Exercise
Go through the entries below from the first line and transcribe each one exactly, ending with the line that contains "An outline is".

---------- Excerpted records ----------

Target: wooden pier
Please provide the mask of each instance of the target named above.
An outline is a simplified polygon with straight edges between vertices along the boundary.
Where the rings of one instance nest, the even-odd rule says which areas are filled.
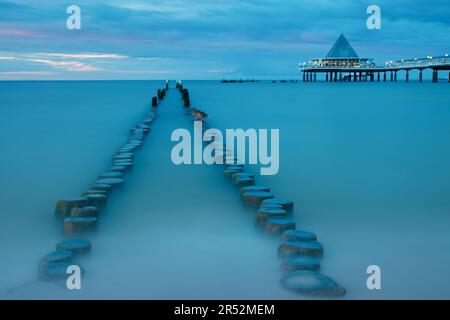
[[[412,71],[418,72],[419,82],[423,81],[423,71],[432,71],[432,82],[439,81],[439,72],[448,72],[450,83],[450,57],[402,59],[377,66],[372,59],[359,58],[347,39],[341,35],[325,58],[312,59],[300,64],[304,82],[316,82],[317,74],[324,74],[326,82],[397,82],[399,73],[404,74],[406,82]]]
[[[410,72],[416,70],[419,73],[419,82],[423,81],[423,71],[432,70],[431,81],[436,83],[439,79],[439,71],[448,72],[450,83],[450,58],[448,55],[439,58],[417,59],[415,63],[404,64],[403,62],[388,65],[386,67],[305,67],[302,68],[304,82],[316,82],[317,74],[325,74],[326,82],[397,82],[399,72],[403,72],[405,81],[409,82]]]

----------

Finished task
Target: wooden pier
Please provide the mask of each instance of the target named above.
An outline is a simplified polygon with straight edges between vertices along the boundary.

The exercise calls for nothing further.